→ Directive: Starting at the line containing "Could you please indicate the pink azalea" and ending at the end of the data below, rewrite every line, requests included, with each x and y coordinate in the answers scaled by 0.35 and rounded to the nearest whole number, halves rounding up. Omit the pictures from your output.

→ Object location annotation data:
** START **

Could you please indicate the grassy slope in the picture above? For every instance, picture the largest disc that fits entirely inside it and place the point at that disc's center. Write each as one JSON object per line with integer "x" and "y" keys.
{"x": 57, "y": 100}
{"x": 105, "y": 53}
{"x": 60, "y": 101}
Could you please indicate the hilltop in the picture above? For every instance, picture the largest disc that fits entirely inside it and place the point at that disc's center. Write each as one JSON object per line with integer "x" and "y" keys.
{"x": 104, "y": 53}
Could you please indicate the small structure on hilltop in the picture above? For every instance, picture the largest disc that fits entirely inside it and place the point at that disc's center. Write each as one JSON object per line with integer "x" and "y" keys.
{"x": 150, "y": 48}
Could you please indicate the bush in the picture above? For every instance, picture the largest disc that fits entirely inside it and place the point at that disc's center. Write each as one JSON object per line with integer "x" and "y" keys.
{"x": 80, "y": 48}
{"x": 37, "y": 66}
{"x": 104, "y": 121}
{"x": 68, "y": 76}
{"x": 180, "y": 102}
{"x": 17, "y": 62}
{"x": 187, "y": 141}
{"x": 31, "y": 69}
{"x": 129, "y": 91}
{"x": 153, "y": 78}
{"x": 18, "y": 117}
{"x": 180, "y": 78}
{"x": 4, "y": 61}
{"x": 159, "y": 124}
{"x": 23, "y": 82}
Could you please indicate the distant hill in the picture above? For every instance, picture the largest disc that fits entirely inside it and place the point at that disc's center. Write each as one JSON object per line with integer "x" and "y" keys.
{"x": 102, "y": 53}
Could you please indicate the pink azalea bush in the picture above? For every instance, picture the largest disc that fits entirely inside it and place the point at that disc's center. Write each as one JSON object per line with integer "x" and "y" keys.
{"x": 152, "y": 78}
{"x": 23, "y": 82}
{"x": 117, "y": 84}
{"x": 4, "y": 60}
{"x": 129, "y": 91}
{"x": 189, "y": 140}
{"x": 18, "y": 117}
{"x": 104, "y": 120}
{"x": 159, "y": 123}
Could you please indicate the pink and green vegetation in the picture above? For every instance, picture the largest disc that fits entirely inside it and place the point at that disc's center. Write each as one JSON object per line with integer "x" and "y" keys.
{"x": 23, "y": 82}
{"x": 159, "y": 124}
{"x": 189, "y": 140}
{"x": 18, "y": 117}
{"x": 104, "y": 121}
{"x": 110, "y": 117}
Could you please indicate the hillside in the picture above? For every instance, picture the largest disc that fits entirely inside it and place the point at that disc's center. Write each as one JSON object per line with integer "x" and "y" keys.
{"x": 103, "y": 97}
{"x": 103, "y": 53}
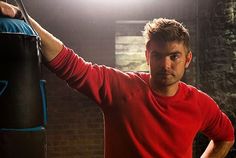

** END **

→ Result below:
Could you please indicate the pink azalea bush in the picture above? For every instance, picture the largest disc that fits entirely inside it and place the point at that disc's center. Write each as one JSON object per line with integer "x" and "y" keys.
{"x": 53, "y": 27}
{"x": 8, "y": 29}
{"x": 41, "y": 29}
{"x": 1, "y": 21}
{"x": 45, "y": 32}
{"x": 66, "y": 49}
{"x": 6, "y": 41}
{"x": 36, "y": 42}
{"x": 56, "y": 43}
Could you please indicate the pink and green vegetation in the picture above? For every instance, picture the largest disc that fits entirely inside it and place the point at that disc's center. Write each as one JSON object per line with integer "x" and "y" keys.
{"x": 8, "y": 29}
{"x": 56, "y": 43}
{"x": 66, "y": 49}
{"x": 6, "y": 41}
{"x": 36, "y": 42}
{"x": 39, "y": 41}
Could you please indicate the hillside in the picture above? For every instance, picture the largest disc that fits entirely inside it and place the point at that disc's center. Write each as one JSON object per line with integer "x" and "y" keys.
{"x": 36, "y": 34}
{"x": 36, "y": 19}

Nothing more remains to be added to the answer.